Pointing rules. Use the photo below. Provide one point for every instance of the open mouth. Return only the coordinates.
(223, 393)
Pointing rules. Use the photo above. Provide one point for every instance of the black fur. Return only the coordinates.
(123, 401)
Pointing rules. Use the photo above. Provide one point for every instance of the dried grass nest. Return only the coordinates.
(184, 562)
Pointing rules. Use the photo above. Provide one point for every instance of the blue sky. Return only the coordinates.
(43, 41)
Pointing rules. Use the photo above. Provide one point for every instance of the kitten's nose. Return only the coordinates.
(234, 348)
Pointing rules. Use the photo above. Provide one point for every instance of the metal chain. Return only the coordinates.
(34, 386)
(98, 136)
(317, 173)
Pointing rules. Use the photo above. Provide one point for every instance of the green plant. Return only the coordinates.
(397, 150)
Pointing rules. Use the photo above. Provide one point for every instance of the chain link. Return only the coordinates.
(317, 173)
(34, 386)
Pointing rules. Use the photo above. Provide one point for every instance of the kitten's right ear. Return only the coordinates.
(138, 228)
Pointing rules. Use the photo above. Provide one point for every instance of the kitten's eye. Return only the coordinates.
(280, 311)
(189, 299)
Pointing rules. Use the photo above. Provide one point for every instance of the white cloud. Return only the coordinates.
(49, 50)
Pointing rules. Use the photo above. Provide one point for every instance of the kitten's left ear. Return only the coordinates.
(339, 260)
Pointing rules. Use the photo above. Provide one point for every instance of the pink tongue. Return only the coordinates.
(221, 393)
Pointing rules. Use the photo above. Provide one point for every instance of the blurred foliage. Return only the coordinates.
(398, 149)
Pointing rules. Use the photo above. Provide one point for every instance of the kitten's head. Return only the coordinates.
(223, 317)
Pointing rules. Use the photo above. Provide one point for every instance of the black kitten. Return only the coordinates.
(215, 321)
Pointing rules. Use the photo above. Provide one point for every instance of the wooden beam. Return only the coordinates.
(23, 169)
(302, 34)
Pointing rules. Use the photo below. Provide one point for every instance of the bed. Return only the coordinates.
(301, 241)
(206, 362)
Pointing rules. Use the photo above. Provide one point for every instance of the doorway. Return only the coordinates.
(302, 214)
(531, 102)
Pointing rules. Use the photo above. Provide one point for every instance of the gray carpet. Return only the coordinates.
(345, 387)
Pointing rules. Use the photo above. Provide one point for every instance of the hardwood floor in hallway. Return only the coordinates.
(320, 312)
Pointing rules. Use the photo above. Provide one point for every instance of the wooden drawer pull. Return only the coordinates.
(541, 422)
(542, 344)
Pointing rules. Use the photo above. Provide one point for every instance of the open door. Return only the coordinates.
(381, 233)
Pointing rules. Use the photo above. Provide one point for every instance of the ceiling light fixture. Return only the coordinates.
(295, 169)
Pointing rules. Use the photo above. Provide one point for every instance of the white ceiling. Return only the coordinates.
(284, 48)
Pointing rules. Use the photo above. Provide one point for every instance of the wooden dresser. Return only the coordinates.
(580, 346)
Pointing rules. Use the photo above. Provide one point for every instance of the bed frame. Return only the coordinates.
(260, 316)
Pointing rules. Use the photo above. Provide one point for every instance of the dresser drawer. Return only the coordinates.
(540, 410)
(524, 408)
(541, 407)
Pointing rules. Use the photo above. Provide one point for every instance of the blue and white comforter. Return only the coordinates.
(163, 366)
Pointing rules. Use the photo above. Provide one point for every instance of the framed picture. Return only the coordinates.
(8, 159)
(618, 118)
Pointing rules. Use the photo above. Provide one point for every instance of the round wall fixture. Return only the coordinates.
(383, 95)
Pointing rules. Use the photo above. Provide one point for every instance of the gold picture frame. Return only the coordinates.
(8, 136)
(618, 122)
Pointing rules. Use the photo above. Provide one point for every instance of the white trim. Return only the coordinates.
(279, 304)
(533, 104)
****************************************
REQUIRED TASK.
In the listing above, find the line containing "door. Return only the coordinates." and please quote exactly that line through the last one, and no other lines.

RESPONSE TO THE EXERCISE.
Pointing rules. Use the photo above. Provide one point for every instance of the open door. Return only the coordinates.
(381, 233)
Pointing rules. Use the photo above. Provide one point for every instance of the ceiling light fixture. Return only the coordinates.
(295, 169)
Pointing rules. Use the photo above. Provide one point for every instance of the white ceiling. Return only the coordinates.
(284, 48)
Pointing rules. Use the photo above. Provide one point for every instance of the wooden dresser. Return only the coordinates.
(580, 346)
Pointing rules. Use the photo above. Provide one point for every instance of the bed frame. Return only the coordinates.
(260, 316)
Pointing rules. Use the photo above. Provide one point for every instance of the dresser drawer. Return only the coordinates.
(540, 410)
(524, 408)
(541, 407)
Pointing rules. Use the photo above. Provide one point for every instance of the blue and white comforter. Return only the coordinates.
(163, 366)
Pointing rules. Use the photo above. Provide one point for every instance of the framed picture. Return only the coordinates.
(8, 159)
(618, 118)
Pointing rules. Use the photo above. Provide one point for every instance of the round wall fixture. Return only the coordinates.
(383, 95)
Pointing rules. Use the photo above. Provide one point for every instance of the gold picture frame. Return only the coordinates.
(8, 136)
(618, 122)
Pointing rules. Use the photo above. Provide one point for every instance of the white trim. Return only the coordinates.
(279, 304)
(533, 104)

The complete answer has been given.